» PROBLEM STATEMENT
Carry on the text about the novel Past Continuous from where it stops.

» READING TEXT
Past Continuous
- Hebrew edition
- Author: Yaakov Shabtai
- Original title: Zikhron Devarim (זכרון דברים)
- Translator: Dalya Bilu
- Language: Hebrew
- Publisher: Siman Kriah
- Publication date: 1977
- Publication place: Israel
- Published in English: 1985
- Media type: Print (Hardcover & Paperback)
- Pages: 282 pp, 389 pp in translation
- ISBN: 0-8276-0239-1
- OCLC: 11133408
- Dewey Decimal: 892.4/36 19
- LC Class: PJ5054.S2643 Z3313 1985
- Followed by: Past Perfect (Sof Davar)

= Past Continuous =

1977 novel by Yaakov Shabtai

Past Continuous is a 1977 novel originally written in Hebrew by Israeli novelist Yaakov Shabtai. The original title, Zikhron Devarim (זכרון דברים) is a form of contract or letter of agreement or memorandum, but could also be translated literally as Remembrance of Things.

Past Continuous is Shabtai's first, and only completed, novel. It was written as one continuous 280-page paragraph (broken up in the English translation), with some sentences spanning several pages.

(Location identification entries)
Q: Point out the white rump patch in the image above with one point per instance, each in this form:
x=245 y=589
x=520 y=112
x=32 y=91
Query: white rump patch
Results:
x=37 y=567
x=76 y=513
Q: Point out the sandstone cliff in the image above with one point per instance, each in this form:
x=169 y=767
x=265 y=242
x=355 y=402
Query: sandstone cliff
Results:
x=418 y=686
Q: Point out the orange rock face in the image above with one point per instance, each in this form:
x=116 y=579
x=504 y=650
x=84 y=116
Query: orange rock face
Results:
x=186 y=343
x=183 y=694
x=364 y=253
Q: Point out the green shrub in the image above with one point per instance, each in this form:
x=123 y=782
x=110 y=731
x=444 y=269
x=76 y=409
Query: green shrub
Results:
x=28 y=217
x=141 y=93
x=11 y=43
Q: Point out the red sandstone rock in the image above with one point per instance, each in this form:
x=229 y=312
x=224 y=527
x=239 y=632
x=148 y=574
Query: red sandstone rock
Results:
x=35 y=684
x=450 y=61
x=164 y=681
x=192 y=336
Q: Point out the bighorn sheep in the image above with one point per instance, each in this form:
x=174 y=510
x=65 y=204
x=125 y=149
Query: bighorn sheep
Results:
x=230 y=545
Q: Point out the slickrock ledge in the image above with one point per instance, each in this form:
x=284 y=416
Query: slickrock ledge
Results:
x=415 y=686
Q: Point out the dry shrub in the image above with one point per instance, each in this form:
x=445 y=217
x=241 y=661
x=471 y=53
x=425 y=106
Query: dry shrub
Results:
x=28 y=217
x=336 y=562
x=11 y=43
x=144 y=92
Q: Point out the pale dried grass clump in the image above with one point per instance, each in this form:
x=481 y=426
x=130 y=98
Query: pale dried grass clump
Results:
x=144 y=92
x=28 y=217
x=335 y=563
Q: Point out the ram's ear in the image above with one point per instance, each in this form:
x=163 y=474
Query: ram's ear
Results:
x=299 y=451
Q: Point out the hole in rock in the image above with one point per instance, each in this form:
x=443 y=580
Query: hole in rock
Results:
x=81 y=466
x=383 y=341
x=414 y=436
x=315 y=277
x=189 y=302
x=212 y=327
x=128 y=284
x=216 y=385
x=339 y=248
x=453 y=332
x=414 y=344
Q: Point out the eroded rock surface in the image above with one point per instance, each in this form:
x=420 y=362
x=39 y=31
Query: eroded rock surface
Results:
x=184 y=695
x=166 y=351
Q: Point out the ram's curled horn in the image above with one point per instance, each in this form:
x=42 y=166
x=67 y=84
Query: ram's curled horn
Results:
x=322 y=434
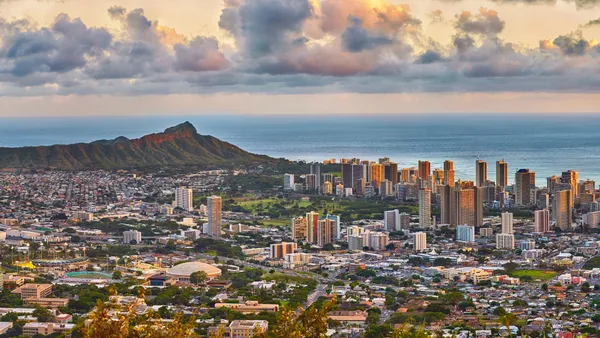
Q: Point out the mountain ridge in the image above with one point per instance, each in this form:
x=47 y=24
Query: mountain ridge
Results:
x=180 y=145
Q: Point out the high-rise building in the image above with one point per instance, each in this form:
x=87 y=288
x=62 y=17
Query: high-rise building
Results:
x=592 y=219
x=378 y=241
x=449 y=178
x=299 y=229
x=420 y=241
x=404 y=221
x=480 y=173
x=524 y=182
x=386 y=188
x=542 y=221
x=438 y=176
x=501 y=174
x=447 y=205
x=465 y=203
x=325 y=231
x=465 y=233
x=312 y=225
x=288 y=182
x=377 y=172
x=311 y=182
x=424 y=169
x=552 y=183
x=347 y=175
x=358 y=173
x=505 y=241
x=425 y=208
x=391 y=220
x=360 y=187
x=448 y=165
x=571 y=178
x=132 y=235
x=315 y=169
x=184 y=199
x=563 y=209
x=391 y=172
x=214 y=206
x=355 y=242
x=327 y=188
x=279 y=250
x=338 y=230
x=507 y=223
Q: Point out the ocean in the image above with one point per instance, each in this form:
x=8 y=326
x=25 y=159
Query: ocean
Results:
x=546 y=144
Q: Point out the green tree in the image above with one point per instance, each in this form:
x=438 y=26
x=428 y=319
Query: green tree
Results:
x=198 y=277
x=117 y=274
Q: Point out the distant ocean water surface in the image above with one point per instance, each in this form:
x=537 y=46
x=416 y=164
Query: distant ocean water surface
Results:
x=546 y=144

» EXERCISE OUTPUT
==Plot summary==

The novel focuses on three friends, Goldman, Caesar, and Israel, in 1970's Tel Aviv, as well as their acquaintances, love interests, and relatives. The story begins with the death of Goldman's father on April 1 and ends a little after Goldman's suicide on January 1. The past is woven into this short "present" period, through a complex stream of associations.

The three men, lurching between guilt and depression, lose themselves in sexual adventures, amateur philosophy or compare their lives unfavorably to those of their sometimes heroic, sometime pitiful elders. The older characters can always hold firm to something or other, whether socialism and hatred of religious Jews, insights gained in Siberia, or refusal to admit that Israel is not Poland. The younger characters seethe instead in doubt and sweat.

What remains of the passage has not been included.